● ACTION ITEM
Below are records; copy every line in them that holds the word "asphalt".

DATA RECORDS: Begin

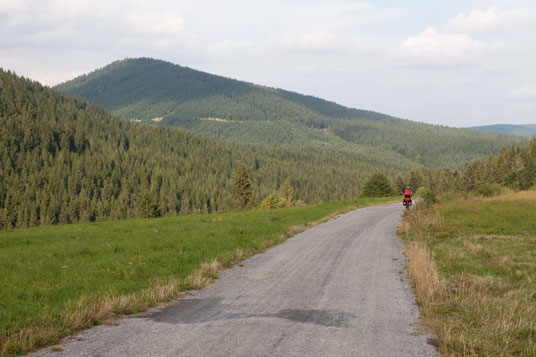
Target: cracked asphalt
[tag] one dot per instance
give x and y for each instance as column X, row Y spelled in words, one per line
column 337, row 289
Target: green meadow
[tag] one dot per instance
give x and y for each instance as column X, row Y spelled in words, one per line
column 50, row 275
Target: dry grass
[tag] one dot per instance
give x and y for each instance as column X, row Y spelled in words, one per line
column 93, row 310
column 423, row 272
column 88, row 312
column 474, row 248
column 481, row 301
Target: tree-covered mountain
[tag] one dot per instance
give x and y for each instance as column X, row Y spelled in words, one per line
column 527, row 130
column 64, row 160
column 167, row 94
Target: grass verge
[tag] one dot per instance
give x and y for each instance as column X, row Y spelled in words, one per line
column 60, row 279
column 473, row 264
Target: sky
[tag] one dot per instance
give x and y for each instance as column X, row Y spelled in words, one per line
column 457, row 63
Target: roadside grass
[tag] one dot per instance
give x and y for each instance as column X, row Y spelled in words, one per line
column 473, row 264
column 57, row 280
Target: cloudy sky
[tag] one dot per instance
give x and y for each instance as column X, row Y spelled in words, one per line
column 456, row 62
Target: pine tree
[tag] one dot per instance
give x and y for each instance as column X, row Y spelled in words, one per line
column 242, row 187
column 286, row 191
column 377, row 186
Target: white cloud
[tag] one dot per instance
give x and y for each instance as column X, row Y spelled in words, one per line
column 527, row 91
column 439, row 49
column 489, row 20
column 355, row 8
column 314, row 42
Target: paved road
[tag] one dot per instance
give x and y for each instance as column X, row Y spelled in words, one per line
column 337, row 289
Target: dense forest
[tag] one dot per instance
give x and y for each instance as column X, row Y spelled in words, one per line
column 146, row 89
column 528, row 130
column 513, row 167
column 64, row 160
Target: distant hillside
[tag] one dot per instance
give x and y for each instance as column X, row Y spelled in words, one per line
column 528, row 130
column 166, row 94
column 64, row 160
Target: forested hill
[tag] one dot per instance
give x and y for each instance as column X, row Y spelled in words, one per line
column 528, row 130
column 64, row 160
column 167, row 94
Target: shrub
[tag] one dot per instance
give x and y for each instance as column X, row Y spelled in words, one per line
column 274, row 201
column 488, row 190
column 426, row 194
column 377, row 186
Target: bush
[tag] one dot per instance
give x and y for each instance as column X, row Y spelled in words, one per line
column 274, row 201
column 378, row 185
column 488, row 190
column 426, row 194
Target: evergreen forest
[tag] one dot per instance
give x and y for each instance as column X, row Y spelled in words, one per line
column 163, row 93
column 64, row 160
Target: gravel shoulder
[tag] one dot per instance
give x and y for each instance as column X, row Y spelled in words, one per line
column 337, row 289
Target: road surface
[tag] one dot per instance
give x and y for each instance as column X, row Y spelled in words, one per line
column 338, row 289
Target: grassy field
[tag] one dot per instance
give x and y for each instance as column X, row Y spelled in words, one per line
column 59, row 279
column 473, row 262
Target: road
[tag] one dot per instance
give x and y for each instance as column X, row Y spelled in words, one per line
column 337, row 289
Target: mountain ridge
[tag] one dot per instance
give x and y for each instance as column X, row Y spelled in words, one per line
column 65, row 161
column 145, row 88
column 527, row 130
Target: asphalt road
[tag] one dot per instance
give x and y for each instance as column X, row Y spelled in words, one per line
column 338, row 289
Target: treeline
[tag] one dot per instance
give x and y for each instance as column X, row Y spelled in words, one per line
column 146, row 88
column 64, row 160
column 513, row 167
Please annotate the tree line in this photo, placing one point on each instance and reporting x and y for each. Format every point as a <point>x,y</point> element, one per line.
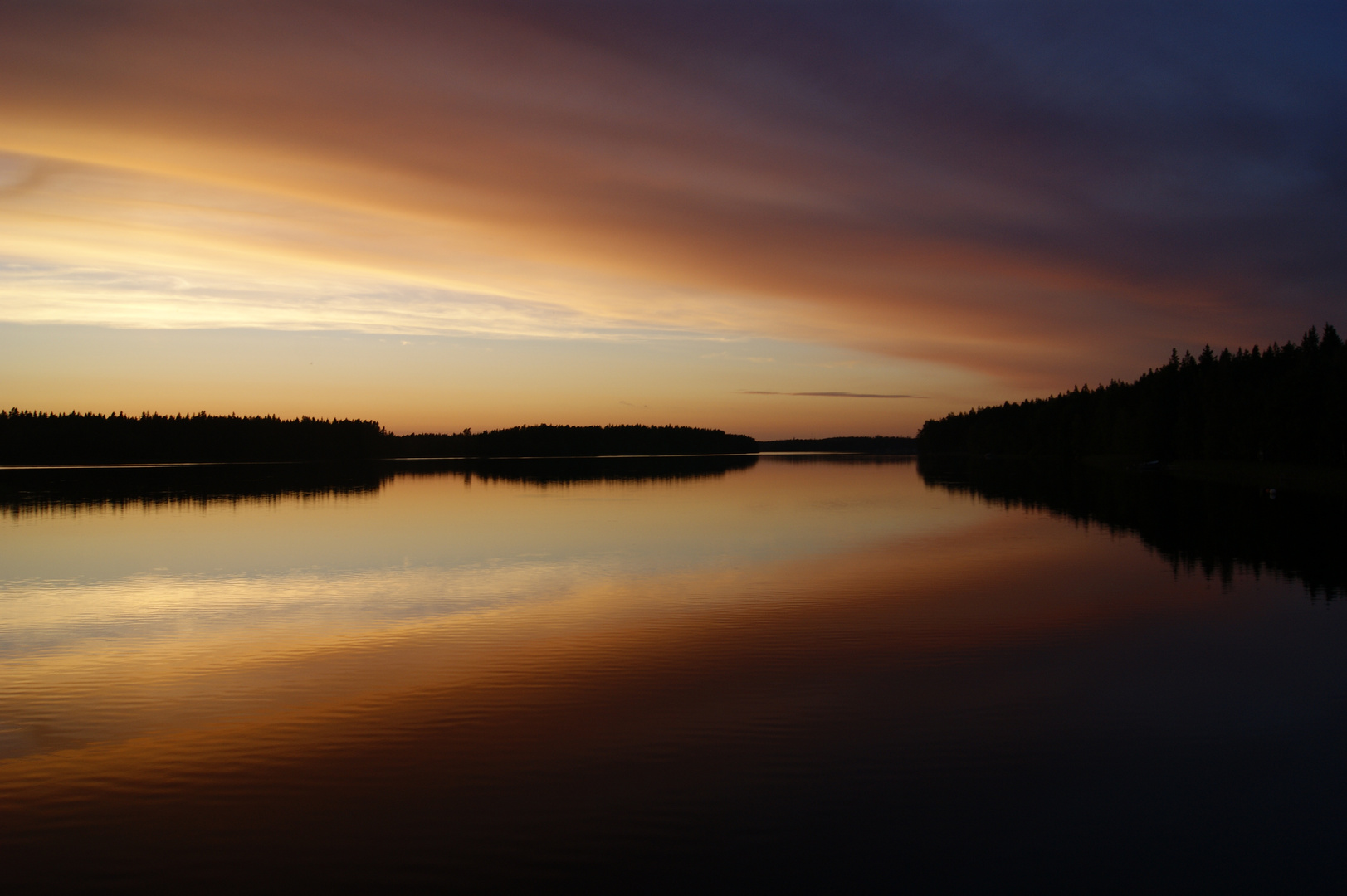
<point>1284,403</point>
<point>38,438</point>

DATA RECORDS: End
DATA RECORDS: Begin

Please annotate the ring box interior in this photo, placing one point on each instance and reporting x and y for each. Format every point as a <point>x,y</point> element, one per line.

DATA RECORDS: End
DATA RECORDS: Begin

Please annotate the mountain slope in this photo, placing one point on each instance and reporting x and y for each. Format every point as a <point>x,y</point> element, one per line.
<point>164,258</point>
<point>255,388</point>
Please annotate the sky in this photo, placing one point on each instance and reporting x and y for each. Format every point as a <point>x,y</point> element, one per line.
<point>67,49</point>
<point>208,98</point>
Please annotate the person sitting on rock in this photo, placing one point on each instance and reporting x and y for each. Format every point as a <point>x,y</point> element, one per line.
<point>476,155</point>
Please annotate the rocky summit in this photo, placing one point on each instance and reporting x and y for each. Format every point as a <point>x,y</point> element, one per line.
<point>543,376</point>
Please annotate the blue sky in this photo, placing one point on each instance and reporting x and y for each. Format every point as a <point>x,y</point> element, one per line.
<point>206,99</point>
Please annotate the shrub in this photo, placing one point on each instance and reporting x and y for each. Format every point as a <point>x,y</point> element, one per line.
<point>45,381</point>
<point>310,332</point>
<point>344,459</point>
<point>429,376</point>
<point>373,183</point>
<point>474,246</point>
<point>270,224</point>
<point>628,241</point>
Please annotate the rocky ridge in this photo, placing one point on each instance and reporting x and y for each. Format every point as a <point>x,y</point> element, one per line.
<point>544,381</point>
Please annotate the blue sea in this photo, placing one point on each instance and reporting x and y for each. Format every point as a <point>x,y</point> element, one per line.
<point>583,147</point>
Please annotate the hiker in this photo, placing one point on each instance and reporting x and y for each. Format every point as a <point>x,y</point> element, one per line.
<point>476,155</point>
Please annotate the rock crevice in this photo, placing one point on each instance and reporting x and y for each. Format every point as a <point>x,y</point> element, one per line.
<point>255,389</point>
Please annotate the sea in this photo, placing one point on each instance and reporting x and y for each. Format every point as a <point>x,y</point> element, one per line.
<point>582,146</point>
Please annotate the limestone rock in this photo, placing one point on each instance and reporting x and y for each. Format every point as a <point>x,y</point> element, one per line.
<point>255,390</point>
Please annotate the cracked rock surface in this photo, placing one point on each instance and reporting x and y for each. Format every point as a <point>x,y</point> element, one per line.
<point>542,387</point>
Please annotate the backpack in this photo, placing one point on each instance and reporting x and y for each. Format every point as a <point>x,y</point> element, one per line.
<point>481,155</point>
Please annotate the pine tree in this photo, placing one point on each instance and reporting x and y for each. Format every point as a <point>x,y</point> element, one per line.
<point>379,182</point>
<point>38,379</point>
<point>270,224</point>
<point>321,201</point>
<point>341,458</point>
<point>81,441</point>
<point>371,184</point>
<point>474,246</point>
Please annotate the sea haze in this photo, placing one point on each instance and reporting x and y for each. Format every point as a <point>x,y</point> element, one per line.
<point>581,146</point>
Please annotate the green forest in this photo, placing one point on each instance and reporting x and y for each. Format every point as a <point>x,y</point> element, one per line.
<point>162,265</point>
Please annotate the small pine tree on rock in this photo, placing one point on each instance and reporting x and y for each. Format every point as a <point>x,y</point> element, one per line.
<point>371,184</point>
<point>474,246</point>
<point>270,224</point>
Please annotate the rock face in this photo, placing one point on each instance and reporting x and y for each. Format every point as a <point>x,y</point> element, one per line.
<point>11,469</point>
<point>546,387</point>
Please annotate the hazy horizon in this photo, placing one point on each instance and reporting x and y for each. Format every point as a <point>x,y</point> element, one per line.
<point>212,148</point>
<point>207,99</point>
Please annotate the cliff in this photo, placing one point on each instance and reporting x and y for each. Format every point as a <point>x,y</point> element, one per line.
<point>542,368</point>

DATA RECORDS: End

● ANSWER SECTION
Target: cracked asphalt
Target: asphalt road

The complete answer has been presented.